# TASK STATEMENT
Shift every coordinate in the answers by adding 72, and write out the stretch from the line containing "of the park" through the line containing "pixel 489 363", both of those lines and the request included.

# DATA ENTRIES
---

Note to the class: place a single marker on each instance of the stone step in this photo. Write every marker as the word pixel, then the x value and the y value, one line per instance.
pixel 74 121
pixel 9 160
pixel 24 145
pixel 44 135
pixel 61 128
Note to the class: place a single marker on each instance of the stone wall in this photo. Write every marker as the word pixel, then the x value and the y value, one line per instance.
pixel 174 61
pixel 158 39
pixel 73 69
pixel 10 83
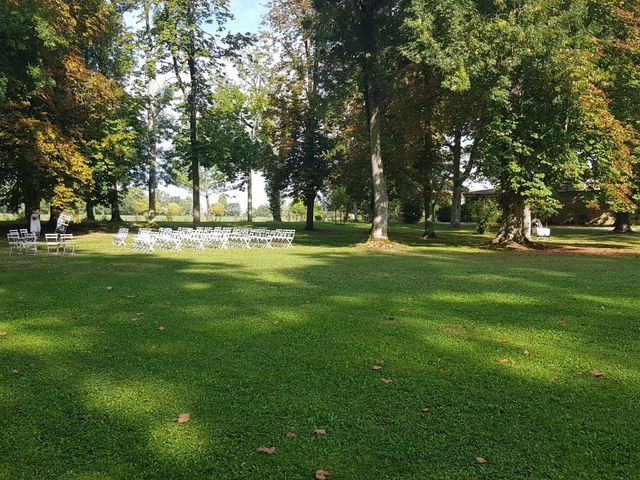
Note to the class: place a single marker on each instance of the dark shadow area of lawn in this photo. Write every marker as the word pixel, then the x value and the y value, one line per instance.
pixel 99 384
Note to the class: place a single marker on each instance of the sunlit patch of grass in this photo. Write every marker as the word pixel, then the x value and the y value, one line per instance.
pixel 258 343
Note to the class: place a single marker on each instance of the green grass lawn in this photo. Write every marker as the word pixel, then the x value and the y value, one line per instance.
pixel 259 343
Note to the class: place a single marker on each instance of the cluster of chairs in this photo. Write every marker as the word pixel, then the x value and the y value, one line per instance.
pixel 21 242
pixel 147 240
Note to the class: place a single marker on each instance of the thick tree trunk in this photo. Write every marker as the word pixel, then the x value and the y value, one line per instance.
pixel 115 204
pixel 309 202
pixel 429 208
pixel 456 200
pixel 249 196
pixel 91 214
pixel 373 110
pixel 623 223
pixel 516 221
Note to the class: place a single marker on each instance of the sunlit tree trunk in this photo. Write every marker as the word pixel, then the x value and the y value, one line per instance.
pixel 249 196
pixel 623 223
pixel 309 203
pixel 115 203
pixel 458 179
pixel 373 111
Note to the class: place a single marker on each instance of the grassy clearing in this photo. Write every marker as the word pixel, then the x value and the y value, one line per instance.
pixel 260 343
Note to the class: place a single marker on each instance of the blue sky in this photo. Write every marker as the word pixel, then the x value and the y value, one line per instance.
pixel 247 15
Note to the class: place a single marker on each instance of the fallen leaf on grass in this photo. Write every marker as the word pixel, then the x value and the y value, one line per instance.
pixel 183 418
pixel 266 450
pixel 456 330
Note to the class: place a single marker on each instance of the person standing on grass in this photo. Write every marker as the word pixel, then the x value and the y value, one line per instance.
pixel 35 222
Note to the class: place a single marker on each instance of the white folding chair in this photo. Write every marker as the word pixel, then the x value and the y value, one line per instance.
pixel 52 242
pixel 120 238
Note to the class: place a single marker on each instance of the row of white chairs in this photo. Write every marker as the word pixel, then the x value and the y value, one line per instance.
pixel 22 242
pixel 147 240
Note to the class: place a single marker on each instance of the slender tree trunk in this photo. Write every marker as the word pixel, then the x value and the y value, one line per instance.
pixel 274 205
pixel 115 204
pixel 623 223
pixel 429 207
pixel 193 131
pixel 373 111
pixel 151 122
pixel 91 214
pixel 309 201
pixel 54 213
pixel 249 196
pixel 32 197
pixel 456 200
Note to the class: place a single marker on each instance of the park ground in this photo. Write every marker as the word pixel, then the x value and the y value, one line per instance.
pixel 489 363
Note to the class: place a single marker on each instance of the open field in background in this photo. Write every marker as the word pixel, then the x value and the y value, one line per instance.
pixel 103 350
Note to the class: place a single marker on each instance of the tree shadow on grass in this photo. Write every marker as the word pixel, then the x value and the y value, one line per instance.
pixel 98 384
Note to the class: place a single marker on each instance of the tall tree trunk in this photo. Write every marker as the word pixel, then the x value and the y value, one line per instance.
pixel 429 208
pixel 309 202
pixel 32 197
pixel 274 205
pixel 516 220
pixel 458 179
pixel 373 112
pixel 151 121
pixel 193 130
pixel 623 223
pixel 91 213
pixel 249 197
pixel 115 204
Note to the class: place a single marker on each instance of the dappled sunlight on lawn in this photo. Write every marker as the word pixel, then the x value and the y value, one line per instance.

---

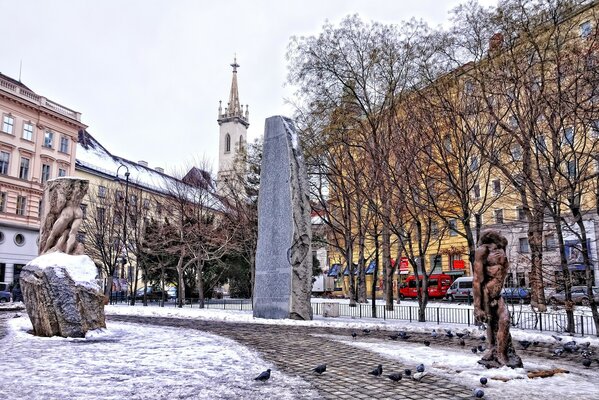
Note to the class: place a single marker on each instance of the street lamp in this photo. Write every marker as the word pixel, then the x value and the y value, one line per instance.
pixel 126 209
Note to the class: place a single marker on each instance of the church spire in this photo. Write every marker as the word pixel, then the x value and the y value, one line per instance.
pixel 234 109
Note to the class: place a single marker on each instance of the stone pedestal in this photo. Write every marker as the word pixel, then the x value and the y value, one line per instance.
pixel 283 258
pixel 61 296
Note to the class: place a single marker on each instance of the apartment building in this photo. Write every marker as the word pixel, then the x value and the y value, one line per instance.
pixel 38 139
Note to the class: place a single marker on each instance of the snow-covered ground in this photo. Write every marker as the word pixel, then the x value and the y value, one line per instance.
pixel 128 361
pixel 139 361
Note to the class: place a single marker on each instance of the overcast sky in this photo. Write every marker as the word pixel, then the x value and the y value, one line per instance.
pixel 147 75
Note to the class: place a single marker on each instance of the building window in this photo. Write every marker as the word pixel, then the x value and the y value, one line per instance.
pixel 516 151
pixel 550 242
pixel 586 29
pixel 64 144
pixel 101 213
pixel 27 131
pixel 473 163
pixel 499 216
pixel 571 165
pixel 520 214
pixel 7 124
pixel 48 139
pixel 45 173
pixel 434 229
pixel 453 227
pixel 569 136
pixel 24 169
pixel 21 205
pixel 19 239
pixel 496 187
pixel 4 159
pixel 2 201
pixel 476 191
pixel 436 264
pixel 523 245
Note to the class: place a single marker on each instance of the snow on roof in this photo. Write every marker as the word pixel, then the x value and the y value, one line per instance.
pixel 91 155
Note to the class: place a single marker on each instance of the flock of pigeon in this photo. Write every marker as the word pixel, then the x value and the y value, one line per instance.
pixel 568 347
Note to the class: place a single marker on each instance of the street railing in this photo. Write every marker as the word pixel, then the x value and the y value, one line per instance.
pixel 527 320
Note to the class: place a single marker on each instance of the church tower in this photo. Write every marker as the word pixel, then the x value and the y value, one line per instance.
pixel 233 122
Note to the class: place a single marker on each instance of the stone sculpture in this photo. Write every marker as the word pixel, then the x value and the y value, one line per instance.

---

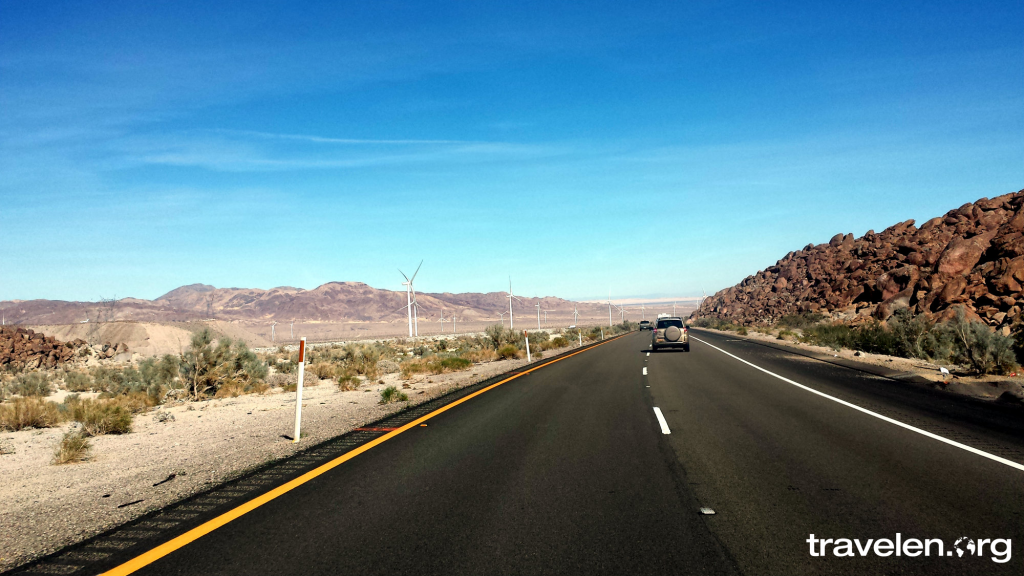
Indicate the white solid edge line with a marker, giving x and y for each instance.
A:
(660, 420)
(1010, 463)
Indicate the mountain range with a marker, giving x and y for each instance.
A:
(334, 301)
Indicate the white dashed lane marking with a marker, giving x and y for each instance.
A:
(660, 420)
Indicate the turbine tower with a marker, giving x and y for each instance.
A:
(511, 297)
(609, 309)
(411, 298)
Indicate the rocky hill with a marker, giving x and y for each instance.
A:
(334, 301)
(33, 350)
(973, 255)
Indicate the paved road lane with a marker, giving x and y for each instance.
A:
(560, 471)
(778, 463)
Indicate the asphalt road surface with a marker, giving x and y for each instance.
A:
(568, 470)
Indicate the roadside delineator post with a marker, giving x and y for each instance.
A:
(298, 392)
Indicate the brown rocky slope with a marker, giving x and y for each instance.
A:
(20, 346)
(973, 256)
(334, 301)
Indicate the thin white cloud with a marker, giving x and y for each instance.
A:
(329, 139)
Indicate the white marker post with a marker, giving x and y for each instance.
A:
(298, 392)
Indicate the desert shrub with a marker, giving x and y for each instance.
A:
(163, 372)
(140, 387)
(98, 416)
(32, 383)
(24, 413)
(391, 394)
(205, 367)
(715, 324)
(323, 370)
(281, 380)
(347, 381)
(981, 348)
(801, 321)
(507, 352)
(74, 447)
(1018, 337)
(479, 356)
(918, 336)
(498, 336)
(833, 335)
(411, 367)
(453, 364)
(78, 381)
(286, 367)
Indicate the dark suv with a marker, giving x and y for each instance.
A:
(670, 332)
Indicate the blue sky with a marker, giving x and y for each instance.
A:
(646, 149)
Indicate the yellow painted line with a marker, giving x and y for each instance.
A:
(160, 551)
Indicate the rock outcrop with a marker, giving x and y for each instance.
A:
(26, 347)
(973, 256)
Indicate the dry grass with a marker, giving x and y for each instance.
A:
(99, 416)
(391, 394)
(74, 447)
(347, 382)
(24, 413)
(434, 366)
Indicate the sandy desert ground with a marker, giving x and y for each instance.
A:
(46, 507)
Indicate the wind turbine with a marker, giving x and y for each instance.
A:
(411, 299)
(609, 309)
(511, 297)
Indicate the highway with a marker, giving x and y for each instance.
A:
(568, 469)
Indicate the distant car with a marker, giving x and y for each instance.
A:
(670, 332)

---

# FULL SOLUTION
Note to the class: place a single marker on each instance of the park ground in this photo. Write every marker as the word pixel, then the x value and the y value, one line per instance.
pixel 561 435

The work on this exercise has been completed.